> _Work order 1_
Answer these questions from the radio station text:
(a) What facility ID is listed for the station?
(b) In what year did Styles Broadcasting acquire the stations?
(c) In what month and year did 94.7 return to simulcasting 94.9 with the Smooth Jazz format?
> _Work order 2_
Carry on the text about the WYLK radio station from where it stops.

═══ Extract

Technical information
- Licensing authority: FCC
- Facility ID: 49247
- Class: A
- ERP: 2,900 watts
- HAAT: 146 meters
- Transmitter coordinates: 30°23′8.7″N 89°55′33.3″W﻿ / ﻿30.385750°N 89.925917°W

Links
- Public license information: Public file; LMS;
- Website: lake947.net

= WYLK =

WYLK (94.7 FM Lake 94.7), is a hot adult contemporary radio station licensed to Lacombe, Louisiana, owned by former Mississippi congressman Wayne Dowdy under the company name North Shore Broadcasting Co., Inc. The station serves the St. Tammany Parish area broadcasting at 94.7 MHz with an ERP of 2,900 watts.

== History ==
=== 1996 to 2001 ===
Charles K. And Carlie B. Winstanley were the founders of "Lake Radio" WYLA-FM 94.7 first came on the air in 1996, and the format was country. The station simulcast with WYLK-FM 104.7 Folsom, Louisiana, as a country combo known as "94.7/104.7 the Lake".

Styles Broadcasting acquired the stations in 1999 from Charles K.& Carlie B. Winstanley (The Radio Company), who were the founders and original owners of both stations. While 104.7 moved to a Smooth Jazz format as "Shore 104.7", 94.7 continued as a country station. However, it now simulcasted with WSJZ 94.9 out of Reserve, as "K94"; the station was a successful country simulcast to the New Orleans market. This lasted until 2000, when 94.9 was flipped to the Smooth Jazz format itself. 104.7 was eventually divested to C. Wayne Dowdy that same year. 94.7 returned to simulcasting 94.9, albeit with the Smooth Jazz format, in January 2001.

══════
═══ Data excerpts

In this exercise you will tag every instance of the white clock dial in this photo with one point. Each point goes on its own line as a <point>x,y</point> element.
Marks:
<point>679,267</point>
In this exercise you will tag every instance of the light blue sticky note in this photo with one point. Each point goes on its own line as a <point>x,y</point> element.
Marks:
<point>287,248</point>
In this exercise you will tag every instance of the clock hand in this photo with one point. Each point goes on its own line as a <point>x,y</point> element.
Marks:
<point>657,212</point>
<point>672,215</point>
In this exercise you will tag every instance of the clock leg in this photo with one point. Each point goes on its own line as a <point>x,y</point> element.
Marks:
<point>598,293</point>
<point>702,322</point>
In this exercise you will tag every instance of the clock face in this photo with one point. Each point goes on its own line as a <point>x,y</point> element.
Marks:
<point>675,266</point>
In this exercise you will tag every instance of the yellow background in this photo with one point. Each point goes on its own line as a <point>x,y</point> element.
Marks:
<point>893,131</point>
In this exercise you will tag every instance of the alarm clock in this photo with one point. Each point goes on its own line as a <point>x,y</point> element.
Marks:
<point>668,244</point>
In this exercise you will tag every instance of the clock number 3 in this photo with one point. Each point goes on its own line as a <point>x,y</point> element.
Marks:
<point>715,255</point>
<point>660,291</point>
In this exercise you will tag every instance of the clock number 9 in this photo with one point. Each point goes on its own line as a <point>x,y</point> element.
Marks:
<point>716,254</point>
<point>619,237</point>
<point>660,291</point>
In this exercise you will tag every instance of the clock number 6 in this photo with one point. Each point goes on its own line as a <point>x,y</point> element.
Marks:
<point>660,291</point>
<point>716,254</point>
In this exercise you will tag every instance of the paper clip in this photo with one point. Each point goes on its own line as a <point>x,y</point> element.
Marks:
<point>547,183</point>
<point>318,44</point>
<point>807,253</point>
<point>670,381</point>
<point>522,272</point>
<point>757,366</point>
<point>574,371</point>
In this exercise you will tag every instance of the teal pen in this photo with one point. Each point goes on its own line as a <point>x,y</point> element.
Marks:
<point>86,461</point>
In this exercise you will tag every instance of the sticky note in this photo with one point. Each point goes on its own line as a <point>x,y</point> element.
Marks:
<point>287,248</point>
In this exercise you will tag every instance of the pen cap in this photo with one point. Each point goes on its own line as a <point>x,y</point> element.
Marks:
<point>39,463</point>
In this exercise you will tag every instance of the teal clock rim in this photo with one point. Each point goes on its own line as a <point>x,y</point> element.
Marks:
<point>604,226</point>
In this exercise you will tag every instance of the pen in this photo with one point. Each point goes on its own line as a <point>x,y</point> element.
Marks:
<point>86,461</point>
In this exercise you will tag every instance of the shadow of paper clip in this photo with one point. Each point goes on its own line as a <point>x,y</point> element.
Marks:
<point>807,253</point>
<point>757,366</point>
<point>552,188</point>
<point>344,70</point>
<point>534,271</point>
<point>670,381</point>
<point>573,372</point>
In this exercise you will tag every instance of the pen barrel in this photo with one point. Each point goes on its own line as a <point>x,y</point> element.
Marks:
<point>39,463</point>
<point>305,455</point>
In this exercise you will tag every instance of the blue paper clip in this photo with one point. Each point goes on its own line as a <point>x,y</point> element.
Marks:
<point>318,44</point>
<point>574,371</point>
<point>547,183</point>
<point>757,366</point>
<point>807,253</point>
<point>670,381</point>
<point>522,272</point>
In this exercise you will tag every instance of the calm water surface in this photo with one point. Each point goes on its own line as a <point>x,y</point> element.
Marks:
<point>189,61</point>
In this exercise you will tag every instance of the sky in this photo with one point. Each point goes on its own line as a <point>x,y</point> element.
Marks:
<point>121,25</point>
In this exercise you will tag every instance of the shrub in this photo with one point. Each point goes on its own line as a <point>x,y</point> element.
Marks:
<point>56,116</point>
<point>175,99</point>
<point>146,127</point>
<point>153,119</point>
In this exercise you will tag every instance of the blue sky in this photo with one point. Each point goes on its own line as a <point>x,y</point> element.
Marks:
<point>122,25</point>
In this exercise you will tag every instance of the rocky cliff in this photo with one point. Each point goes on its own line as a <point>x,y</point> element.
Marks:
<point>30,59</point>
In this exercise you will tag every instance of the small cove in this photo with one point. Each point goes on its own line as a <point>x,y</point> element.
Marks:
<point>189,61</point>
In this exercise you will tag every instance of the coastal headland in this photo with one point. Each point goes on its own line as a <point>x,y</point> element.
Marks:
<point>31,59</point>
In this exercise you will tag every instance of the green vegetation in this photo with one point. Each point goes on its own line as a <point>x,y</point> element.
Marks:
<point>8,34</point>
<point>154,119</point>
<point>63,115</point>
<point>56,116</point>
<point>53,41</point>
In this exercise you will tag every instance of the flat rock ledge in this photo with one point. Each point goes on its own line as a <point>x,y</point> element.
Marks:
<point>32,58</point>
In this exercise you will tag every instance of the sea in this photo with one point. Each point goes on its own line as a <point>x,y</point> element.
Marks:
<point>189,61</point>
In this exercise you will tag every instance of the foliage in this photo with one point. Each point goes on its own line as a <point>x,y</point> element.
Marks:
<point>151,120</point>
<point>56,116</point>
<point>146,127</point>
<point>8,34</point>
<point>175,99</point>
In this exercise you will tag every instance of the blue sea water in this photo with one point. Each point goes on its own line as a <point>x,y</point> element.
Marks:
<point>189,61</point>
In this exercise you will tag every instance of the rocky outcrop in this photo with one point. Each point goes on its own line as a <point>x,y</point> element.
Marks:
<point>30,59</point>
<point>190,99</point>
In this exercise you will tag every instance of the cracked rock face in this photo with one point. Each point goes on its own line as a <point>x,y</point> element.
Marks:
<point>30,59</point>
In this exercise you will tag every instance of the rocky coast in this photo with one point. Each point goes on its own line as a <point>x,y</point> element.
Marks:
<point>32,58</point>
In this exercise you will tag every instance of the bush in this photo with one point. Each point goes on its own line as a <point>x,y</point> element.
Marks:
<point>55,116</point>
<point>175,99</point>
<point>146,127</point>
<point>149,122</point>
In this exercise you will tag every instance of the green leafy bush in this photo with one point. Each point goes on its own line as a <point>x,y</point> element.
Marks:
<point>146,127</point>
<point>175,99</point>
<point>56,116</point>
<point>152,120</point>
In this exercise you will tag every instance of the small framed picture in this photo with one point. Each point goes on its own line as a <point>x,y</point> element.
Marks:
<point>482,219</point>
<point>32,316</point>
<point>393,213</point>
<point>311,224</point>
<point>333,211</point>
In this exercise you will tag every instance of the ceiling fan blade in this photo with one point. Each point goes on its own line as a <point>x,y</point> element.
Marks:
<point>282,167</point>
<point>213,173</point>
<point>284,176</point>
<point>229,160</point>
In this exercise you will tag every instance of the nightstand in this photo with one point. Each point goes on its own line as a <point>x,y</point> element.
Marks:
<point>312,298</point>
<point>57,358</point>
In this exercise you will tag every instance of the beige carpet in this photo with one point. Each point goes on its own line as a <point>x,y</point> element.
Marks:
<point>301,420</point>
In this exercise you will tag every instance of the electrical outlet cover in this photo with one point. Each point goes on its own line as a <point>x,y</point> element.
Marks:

══════

> _Answer area 1_
(a) 49247
(b) 1999
(c) January 2001

> _Answer area 2_
=== 2001 to 2010 ===
Later in 2001, Wilks Broadcasting assumed control of the stations, eventually purchasing them in 2002. In December 2001, 94.7 and 94.9 were flipped to a Hot Talk/Active Rock format as "94.9 Extreme Radio". This format lasted until November 2002, as the loss of the syndicated Opie & Anthony show, as well as Wilks' acquisition of Modern Rocker "106.7 the End", caused the stations to flip to a Gospel format as "Praise 94.9".

Citadel Communications acquired the combo of 94's in 2003, only to divest them to C. Wayne Dowdy's Southeastern Broadcasting company in early 2005.

Dowdy continued to broadcast the Gospel format until Hurricane Katrina. After the storm, 94.7 was shifted to "Radio Slidell", providing disaster information for the citizens of Slidell.

In November 2005, the "Praise" simulcast was officially broken up, as 94.7 switched to a commercial-free format of Hot Adult Contemporary music. This continued until December 31, 2005, when 94.7 took on the name of "Lake 94.7" and programmed a format local to St. Tammany Parish.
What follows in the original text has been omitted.